--- Selection ---

For community evangelization is the foremost vision of DZNS and as the driving force behind the programming structure. Starting with the premise, as search for programs that would enlighten, teach, elevate and inspire the community.
THE VISION-MISSION:

VISION :

Inspired and guided by the Gospel values, the social teachings of the Catholic Church, the renewing movements from the Second Plenary Council of the Philippines, the First Nueva Segovia Pastoral Assembly and the solidarity building of the Catholic Churches in Northern Luzon;

We, the Staff and Administration of radio DZNS, envision a God-centered society where we can experience peace, love, justice, humility, sharing and solidarity and live the presence of the Kingdom of God on earth;

We, envision a Church from which to draw God’s teachings by her words and actions that serves as the model community and leaven to the bigger society;

We also envision a citizenry and faithful that is informed, conscientious, committed, responsible, participative and actively promoting human dignity.

---

● Written instruction 1
Repeat everything in the DZNS statement from "We, the Staff" down to "promoting human dignity.".
● Written instruction 2
Pick up the DZNS statement after its last sentence and carry it on.

--- Material supplied ---

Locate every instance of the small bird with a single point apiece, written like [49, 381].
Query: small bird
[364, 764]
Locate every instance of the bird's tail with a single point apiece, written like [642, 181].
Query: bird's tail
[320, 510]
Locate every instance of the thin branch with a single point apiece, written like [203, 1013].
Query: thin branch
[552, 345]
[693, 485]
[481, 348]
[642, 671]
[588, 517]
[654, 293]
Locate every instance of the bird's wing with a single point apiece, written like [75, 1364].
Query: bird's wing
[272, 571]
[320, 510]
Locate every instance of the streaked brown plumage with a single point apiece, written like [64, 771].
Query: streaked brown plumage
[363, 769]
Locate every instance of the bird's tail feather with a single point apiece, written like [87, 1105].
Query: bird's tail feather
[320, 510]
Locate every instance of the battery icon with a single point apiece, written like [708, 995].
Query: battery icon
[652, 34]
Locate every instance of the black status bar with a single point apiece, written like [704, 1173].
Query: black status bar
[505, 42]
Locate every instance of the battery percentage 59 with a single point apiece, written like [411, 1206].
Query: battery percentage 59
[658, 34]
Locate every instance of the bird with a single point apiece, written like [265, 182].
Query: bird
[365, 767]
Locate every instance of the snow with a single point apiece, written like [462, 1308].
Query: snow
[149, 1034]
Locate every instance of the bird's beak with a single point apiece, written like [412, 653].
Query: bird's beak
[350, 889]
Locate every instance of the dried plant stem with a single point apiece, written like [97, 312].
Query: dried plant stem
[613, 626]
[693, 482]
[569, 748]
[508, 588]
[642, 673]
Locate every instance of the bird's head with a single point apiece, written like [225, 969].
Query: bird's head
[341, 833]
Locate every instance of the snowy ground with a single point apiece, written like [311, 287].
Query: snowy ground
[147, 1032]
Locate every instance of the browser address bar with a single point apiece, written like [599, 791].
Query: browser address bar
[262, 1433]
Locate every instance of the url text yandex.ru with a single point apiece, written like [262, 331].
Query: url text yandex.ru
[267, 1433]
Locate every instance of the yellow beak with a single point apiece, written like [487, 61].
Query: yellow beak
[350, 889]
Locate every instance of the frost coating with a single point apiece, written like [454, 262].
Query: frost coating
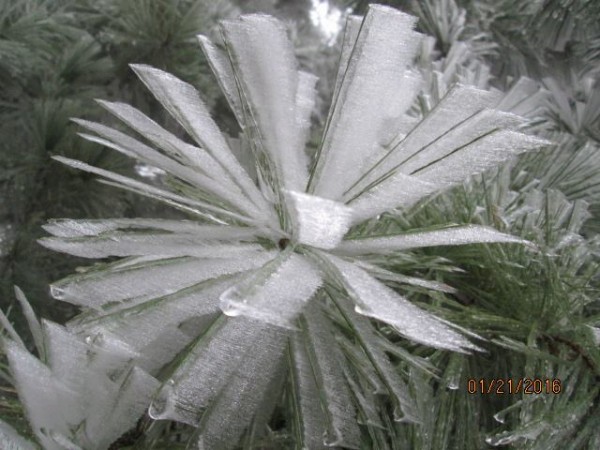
[226, 310]
[319, 222]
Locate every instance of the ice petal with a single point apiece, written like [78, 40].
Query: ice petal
[373, 299]
[275, 293]
[456, 235]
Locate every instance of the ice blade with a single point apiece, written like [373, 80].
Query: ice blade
[146, 281]
[455, 235]
[374, 299]
[269, 80]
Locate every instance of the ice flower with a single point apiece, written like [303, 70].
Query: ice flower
[271, 285]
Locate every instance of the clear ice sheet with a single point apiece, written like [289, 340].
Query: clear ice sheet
[326, 360]
[146, 281]
[275, 295]
[185, 105]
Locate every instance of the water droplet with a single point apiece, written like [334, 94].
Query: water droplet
[56, 292]
[497, 441]
[499, 417]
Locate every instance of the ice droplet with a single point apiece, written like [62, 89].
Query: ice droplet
[497, 441]
[56, 292]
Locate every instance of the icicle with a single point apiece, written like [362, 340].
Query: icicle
[376, 300]
[185, 105]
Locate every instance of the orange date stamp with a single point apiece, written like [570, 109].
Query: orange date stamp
[499, 386]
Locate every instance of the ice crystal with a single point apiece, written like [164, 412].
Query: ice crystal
[257, 282]
[83, 392]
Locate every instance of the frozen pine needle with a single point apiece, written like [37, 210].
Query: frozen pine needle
[264, 268]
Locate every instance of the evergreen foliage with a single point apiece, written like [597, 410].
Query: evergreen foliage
[530, 311]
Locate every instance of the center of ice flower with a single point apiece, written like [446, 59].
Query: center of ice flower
[317, 221]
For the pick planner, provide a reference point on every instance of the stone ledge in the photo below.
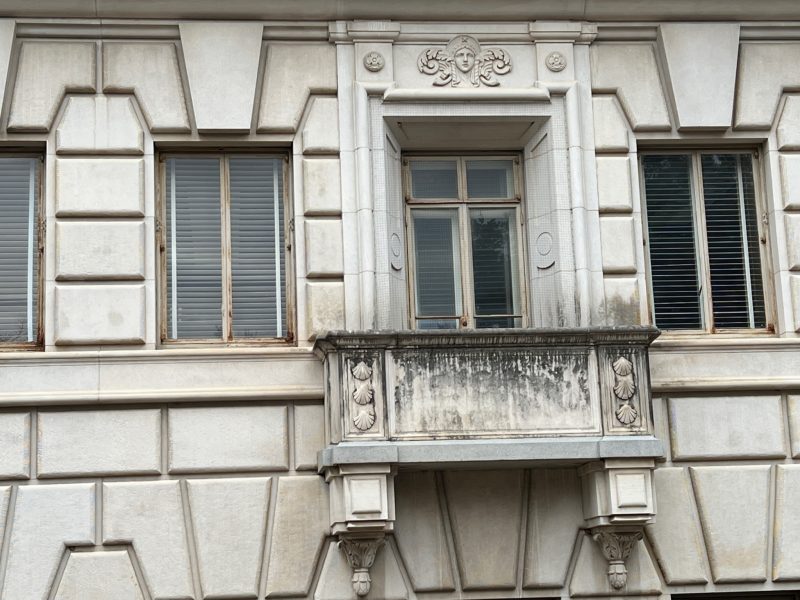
(490, 453)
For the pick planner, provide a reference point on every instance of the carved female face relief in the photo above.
(465, 60)
(462, 63)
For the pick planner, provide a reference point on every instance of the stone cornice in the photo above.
(445, 10)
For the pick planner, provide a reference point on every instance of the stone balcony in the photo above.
(489, 399)
(425, 397)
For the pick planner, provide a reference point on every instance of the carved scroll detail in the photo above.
(624, 390)
(360, 554)
(616, 548)
(463, 63)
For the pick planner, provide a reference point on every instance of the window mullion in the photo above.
(701, 249)
(745, 249)
(227, 287)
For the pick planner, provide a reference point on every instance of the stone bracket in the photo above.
(616, 546)
(360, 553)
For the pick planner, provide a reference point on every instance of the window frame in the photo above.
(462, 206)
(229, 340)
(701, 240)
(41, 227)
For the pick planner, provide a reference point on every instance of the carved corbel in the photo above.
(360, 553)
(616, 547)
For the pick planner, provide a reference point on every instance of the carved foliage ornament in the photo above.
(624, 390)
(463, 63)
(363, 393)
(360, 554)
(616, 548)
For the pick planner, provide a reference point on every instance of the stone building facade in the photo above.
(344, 299)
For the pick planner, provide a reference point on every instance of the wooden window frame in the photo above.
(41, 226)
(701, 241)
(462, 205)
(225, 246)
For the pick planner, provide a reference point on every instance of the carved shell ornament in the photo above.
(463, 63)
(624, 390)
(363, 392)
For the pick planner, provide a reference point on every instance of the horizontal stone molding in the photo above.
(42, 379)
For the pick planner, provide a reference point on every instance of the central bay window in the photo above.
(464, 221)
(703, 241)
(223, 248)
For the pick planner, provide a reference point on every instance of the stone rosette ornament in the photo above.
(463, 63)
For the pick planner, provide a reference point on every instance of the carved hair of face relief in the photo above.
(465, 59)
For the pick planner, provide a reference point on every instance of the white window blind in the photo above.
(19, 249)
(225, 267)
(703, 241)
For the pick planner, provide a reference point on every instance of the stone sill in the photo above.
(491, 453)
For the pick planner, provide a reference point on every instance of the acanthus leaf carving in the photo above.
(464, 63)
(360, 554)
(616, 548)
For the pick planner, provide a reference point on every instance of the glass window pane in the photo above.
(671, 241)
(438, 264)
(19, 264)
(194, 256)
(490, 179)
(732, 233)
(257, 264)
(495, 269)
(434, 179)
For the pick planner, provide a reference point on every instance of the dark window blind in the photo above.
(19, 264)
(671, 241)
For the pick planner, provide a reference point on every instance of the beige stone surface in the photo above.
(325, 306)
(675, 535)
(222, 66)
(614, 184)
(309, 435)
(45, 72)
(789, 124)
(115, 314)
(99, 576)
(701, 60)
(99, 442)
(555, 515)
(735, 525)
(228, 438)
(387, 581)
(623, 305)
(47, 518)
(321, 130)
(618, 244)
(97, 250)
(475, 528)
(99, 125)
(117, 188)
(610, 125)
(790, 179)
(300, 525)
(150, 516)
(726, 427)
(792, 224)
(293, 72)
(786, 550)
(324, 249)
(420, 532)
(151, 72)
(631, 71)
(229, 517)
(590, 579)
(321, 187)
(765, 71)
(15, 440)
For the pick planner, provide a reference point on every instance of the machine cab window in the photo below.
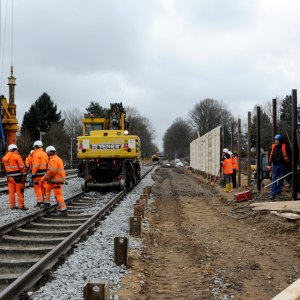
(92, 127)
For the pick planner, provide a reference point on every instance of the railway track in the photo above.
(3, 181)
(31, 245)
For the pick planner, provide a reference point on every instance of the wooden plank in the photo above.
(286, 215)
(292, 292)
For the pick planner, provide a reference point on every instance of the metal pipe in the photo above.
(249, 148)
(258, 147)
(232, 138)
(274, 118)
(278, 179)
(240, 154)
(294, 144)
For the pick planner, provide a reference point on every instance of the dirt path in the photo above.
(193, 252)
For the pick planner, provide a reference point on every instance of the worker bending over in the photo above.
(28, 163)
(279, 154)
(235, 168)
(39, 169)
(227, 166)
(55, 176)
(16, 174)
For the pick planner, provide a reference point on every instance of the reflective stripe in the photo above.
(13, 175)
(57, 170)
(43, 171)
(54, 180)
(12, 167)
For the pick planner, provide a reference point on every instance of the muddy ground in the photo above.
(195, 252)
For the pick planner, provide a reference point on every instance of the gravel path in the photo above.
(7, 215)
(94, 258)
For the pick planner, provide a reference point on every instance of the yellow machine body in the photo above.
(110, 156)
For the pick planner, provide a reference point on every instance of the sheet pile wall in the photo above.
(205, 152)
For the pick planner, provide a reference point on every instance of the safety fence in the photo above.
(205, 152)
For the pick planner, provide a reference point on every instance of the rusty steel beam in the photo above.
(258, 167)
(121, 248)
(274, 110)
(135, 226)
(240, 153)
(249, 149)
(232, 138)
(294, 144)
(96, 291)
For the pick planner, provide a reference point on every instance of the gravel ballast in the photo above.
(94, 258)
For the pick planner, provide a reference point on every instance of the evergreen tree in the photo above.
(40, 116)
(97, 110)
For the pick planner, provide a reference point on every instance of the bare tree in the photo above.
(143, 126)
(178, 137)
(73, 128)
(209, 114)
(57, 137)
(24, 142)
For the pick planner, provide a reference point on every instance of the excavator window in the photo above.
(92, 127)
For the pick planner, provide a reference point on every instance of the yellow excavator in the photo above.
(155, 156)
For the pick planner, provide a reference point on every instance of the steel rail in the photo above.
(35, 273)
(33, 215)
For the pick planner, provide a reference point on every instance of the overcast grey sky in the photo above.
(160, 56)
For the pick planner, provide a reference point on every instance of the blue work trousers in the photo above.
(277, 172)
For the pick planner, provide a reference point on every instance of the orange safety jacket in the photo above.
(28, 161)
(285, 156)
(234, 161)
(39, 162)
(227, 166)
(56, 172)
(14, 164)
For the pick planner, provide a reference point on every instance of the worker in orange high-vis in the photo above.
(55, 177)
(28, 162)
(227, 166)
(235, 169)
(16, 174)
(39, 169)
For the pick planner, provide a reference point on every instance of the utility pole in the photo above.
(249, 149)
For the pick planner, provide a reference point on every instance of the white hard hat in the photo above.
(12, 146)
(50, 148)
(38, 143)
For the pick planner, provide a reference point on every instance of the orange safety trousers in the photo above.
(13, 187)
(39, 189)
(57, 193)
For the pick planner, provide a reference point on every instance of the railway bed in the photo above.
(37, 240)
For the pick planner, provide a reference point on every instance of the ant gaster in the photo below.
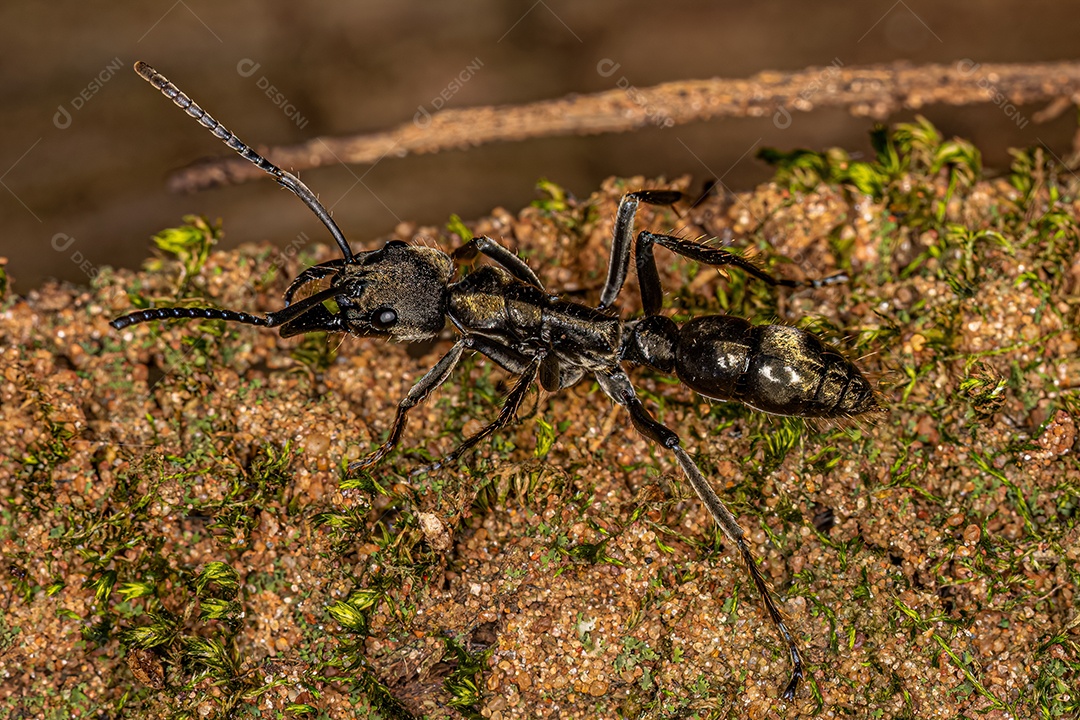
(406, 293)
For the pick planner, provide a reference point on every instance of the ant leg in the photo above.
(508, 412)
(619, 388)
(419, 392)
(619, 263)
(714, 256)
(311, 274)
(493, 249)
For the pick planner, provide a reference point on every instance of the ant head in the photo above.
(397, 291)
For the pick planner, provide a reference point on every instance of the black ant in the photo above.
(406, 293)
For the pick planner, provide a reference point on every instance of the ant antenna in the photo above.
(285, 179)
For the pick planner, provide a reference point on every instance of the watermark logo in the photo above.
(422, 117)
(607, 68)
(970, 68)
(247, 67)
(63, 117)
(62, 242)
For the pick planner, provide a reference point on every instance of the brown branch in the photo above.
(875, 91)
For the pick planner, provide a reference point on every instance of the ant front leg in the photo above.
(619, 263)
(511, 262)
(617, 385)
(507, 415)
(419, 392)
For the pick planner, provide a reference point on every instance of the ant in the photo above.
(406, 293)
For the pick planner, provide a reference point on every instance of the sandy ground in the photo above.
(178, 534)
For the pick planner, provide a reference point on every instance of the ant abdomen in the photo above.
(772, 368)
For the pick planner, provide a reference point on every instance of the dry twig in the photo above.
(875, 91)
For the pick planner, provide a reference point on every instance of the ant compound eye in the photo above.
(385, 318)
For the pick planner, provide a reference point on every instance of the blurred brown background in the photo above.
(88, 145)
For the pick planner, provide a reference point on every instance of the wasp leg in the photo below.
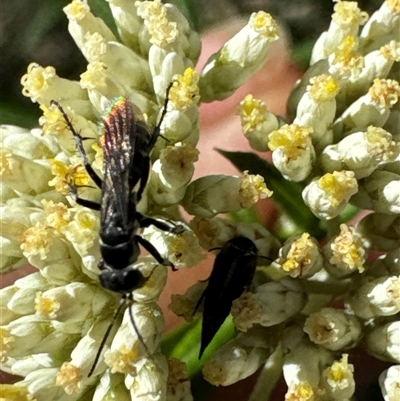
(83, 202)
(153, 252)
(79, 144)
(146, 221)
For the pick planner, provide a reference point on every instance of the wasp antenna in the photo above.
(106, 334)
(164, 112)
(266, 257)
(140, 337)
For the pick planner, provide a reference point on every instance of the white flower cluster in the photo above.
(53, 321)
(340, 141)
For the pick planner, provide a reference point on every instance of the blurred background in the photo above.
(37, 31)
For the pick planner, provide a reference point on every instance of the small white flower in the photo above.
(338, 380)
(317, 107)
(185, 305)
(345, 22)
(241, 57)
(378, 231)
(150, 380)
(299, 257)
(208, 196)
(257, 122)
(329, 195)
(271, 304)
(292, 151)
(344, 254)
(378, 297)
(384, 342)
(389, 381)
(361, 152)
(370, 109)
(178, 386)
(380, 191)
(237, 360)
(333, 329)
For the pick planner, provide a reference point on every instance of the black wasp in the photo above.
(232, 273)
(127, 147)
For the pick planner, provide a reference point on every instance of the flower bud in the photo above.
(344, 254)
(389, 382)
(208, 196)
(378, 297)
(328, 196)
(338, 380)
(300, 257)
(240, 58)
(292, 151)
(271, 304)
(237, 359)
(384, 342)
(333, 329)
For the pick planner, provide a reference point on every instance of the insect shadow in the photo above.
(232, 273)
(127, 147)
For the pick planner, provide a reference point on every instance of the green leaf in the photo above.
(286, 193)
(184, 343)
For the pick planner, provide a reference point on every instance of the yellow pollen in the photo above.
(76, 10)
(380, 144)
(264, 24)
(36, 241)
(299, 255)
(338, 185)
(301, 391)
(52, 120)
(70, 378)
(293, 138)
(348, 250)
(11, 392)
(66, 175)
(46, 306)
(185, 91)
(162, 31)
(95, 46)
(86, 221)
(323, 88)
(348, 14)
(6, 161)
(340, 371)
(252, 189)
(253, 113)
(37, 80)
(393, 5)
(58, 215)
(95, 76)
(385, 92)
(6, 341)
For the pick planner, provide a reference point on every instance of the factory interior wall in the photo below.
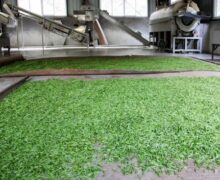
(29, 33)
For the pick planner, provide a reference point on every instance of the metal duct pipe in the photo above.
(180, 12)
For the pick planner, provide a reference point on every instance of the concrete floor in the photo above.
(9, 84)
(33, 53)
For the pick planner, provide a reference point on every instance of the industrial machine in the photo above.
(86, 22)
(180, 19)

---

● Expected answer 1
We, the Staff and Administration of radio DZNS, envision a God-centered society where we can experience peace, love, justice, humility, sharing and solidarity and live the presence of the Kingdom of God on earth;

We, envision a Church from which to draw God’s teachings by her words and actions that serves as the model community and leaven to the bigger society;

We also envision a citizenry and faithful that is informed, conscientious, committed, responsible, participative and actively promoting human dignity.

● Expected answer 2
MISSION :

For the realization of our vision, we commit ourselves to:

  • 1. serve as an instrument and light to the people in their search for truth necessary for social transformation;
  • 2. become genuine Radyong Totoo that proclaims the Good News of Jesus as basis for true Christian communities;
  • 3. work actively and efficiently for the organization, formation and mobilization of SISA.
    4.Trusting in God’s providence and with the intercession of Nuestra Seniora de Caridad, we are confident in achieving our MISSION towards the ideal society we ENVISION.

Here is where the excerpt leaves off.